### SOURCE MATERIAL
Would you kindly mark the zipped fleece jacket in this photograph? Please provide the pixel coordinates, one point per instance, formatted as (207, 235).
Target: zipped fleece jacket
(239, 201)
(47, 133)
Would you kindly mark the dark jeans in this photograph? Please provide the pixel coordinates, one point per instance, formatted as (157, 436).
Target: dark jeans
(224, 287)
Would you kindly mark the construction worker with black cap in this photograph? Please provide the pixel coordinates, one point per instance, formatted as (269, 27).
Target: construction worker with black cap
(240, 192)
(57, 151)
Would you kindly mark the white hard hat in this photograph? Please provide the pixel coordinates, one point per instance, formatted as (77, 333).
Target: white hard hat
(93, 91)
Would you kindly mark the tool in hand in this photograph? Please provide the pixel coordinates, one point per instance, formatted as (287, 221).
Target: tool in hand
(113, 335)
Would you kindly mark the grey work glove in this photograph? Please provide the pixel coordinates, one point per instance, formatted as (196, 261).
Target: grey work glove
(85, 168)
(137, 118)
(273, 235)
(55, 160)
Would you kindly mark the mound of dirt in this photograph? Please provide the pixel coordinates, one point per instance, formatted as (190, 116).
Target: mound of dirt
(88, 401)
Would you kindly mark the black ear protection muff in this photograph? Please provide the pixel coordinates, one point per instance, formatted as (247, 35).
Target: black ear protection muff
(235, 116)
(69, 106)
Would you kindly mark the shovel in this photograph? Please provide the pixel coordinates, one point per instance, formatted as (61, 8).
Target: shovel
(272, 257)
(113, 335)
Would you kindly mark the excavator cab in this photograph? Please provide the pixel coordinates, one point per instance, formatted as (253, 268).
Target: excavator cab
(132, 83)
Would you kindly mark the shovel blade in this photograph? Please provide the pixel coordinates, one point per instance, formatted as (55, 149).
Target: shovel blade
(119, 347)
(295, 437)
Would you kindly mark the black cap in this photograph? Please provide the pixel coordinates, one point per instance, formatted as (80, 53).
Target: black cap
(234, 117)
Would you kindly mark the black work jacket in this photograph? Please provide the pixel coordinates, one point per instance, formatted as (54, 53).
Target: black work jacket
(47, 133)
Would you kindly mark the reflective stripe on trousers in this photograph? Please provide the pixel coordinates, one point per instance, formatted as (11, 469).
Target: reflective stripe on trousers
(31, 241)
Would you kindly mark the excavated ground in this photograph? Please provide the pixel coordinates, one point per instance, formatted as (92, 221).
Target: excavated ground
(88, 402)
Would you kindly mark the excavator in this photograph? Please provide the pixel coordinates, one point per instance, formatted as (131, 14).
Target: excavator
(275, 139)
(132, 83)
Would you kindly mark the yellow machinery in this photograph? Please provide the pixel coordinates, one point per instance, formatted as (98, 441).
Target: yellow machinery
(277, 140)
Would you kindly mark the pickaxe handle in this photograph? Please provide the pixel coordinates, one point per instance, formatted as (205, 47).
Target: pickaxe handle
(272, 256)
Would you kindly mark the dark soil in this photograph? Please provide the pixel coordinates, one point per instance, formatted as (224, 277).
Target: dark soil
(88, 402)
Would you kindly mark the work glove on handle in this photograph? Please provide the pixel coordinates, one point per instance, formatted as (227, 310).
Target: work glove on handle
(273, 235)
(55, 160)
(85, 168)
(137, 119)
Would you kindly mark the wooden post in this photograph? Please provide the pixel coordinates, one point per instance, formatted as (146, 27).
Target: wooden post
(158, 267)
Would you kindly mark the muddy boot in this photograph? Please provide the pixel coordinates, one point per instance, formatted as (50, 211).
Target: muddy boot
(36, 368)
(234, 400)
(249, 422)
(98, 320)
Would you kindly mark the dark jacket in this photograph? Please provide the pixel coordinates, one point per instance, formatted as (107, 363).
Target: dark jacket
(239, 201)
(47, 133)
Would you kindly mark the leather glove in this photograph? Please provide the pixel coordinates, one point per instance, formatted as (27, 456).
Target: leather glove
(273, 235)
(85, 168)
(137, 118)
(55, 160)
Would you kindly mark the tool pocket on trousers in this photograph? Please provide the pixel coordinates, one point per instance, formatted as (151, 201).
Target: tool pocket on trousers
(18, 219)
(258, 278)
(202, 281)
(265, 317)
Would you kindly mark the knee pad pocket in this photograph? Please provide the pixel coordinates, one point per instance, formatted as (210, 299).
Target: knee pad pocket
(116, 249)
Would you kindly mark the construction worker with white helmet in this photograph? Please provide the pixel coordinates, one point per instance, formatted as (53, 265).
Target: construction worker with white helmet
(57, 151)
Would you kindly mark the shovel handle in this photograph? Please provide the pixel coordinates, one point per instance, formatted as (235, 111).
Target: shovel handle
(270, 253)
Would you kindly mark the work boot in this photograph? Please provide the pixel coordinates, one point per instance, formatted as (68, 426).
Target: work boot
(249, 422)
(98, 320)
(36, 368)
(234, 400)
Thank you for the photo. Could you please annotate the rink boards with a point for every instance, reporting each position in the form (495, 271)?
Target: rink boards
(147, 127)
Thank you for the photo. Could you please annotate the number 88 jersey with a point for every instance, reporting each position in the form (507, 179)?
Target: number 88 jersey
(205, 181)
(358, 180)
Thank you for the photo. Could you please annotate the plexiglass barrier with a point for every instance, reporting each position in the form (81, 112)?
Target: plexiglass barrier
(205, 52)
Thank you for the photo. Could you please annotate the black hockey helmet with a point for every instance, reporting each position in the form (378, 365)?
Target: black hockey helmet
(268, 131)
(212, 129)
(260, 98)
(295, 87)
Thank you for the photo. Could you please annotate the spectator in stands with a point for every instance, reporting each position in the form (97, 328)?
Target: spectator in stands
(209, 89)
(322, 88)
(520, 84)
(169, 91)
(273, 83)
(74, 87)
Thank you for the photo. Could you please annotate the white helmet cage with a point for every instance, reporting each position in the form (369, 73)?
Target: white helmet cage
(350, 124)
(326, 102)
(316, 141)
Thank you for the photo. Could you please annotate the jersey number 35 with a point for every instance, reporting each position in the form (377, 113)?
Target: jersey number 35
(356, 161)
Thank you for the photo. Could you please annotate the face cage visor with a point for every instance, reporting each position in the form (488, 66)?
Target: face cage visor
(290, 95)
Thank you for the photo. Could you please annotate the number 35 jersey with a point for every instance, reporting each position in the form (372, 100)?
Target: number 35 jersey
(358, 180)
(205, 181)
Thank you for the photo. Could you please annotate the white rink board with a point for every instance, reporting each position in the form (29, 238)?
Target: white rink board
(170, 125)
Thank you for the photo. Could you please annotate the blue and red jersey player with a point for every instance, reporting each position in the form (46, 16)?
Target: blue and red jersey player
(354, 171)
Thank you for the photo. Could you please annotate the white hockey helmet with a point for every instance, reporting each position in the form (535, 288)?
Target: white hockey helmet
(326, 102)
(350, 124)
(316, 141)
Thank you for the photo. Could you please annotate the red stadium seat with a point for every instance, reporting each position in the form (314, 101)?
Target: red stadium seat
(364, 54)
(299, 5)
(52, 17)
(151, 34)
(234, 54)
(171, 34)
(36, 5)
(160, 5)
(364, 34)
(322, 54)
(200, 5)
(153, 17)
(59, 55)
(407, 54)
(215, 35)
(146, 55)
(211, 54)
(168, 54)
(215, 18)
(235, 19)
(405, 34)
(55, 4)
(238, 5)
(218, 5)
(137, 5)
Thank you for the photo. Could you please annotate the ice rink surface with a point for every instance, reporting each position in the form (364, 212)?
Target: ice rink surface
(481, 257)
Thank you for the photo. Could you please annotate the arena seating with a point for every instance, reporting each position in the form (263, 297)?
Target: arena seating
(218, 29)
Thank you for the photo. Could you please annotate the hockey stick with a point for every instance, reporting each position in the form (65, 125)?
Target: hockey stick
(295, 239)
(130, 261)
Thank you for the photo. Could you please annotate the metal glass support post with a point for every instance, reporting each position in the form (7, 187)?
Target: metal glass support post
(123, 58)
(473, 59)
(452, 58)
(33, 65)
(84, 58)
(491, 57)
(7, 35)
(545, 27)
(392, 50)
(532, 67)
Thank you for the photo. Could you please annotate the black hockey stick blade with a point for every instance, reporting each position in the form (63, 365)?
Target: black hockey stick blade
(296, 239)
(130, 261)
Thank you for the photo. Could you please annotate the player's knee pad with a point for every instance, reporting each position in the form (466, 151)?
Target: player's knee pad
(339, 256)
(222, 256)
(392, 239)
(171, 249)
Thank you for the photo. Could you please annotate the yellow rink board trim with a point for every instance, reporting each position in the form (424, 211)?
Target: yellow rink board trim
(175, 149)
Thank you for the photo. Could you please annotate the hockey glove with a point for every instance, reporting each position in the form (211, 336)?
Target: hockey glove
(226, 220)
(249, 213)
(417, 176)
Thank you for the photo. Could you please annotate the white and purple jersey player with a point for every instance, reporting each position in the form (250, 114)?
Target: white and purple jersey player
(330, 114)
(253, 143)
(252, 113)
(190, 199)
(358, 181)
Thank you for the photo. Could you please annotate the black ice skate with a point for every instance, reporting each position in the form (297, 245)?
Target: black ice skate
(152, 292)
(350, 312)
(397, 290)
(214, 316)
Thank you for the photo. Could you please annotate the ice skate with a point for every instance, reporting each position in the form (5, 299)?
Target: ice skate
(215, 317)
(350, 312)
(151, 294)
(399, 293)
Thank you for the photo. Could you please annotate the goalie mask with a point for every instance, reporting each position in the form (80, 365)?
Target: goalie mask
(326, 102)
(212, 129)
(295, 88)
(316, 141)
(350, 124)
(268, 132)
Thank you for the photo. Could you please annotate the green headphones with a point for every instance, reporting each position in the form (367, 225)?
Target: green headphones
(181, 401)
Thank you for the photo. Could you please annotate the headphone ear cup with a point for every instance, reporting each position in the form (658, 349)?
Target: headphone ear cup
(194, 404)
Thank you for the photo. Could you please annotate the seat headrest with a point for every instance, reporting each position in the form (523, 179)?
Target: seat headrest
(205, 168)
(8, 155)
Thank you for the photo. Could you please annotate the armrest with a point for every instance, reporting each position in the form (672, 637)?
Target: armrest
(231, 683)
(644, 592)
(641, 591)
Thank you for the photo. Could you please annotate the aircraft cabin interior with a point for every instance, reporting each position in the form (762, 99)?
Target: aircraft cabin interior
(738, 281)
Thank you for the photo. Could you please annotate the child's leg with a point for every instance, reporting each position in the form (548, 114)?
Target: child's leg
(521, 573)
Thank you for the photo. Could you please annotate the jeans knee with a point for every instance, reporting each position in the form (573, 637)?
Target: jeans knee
######
• [TASK TO COMPLETE]: Can you change "armrest" to "elbow rest" in the records from the line containing "Thank you for the photo. Could you please annotate the goalie" through the end of the records, and give back only those lines with nothing else altered?

• [WRITTEN SOLUTION]:
Thank you for the photo. Could you please annotate the goalie mask with a point for every instance, reporting each position in the form (80, 365)?
Target: goalie mask
(326, 102)
(212, 129)
(295, 88)
(316, 141)
(350, 124)
(268, 132)
Thank you for the photo. Could you please annotate the green headphones with a point for every instance, reporting each position in the form (367, 225)?
Target: green headphones
(181, 401)
Thank you for the photo. Could you please annotate the headphone ear cup with a point for every instance, reporting each position in the form (658, 349)?
Target: headphone ear cup
(194, 404)
Thank you for the photo. Could you please annotate the seat headrest with a point for every instance, reporting each position in the form (523, 179)?
Target: seat headrest
(205, 168)
(8, 155)
Thank you for the photo. Could you please annotate the elbow rest with a point for every instance, reporting each position in the form (672, 637)?
Target: elbow rest
(231, 683)
(644, 592)
(641, 591)
Thank you for the photo. Could you please annotate the aircraft cabin interior with a point for every instance, reporting each position in the form (762, 99)?
Target: aircraft cabin interior
(738, 281)
Thank you for the photo. Could you please annotate the child's leg with a point for every instance, reporting each position in the form (548, 114)?
Target: child's leg
(521, 573)
Thank you for the photo. Could you please annotate the jeans knee with a point for every instance, reporting each position in the form (573, 637)?
Target: jeans knee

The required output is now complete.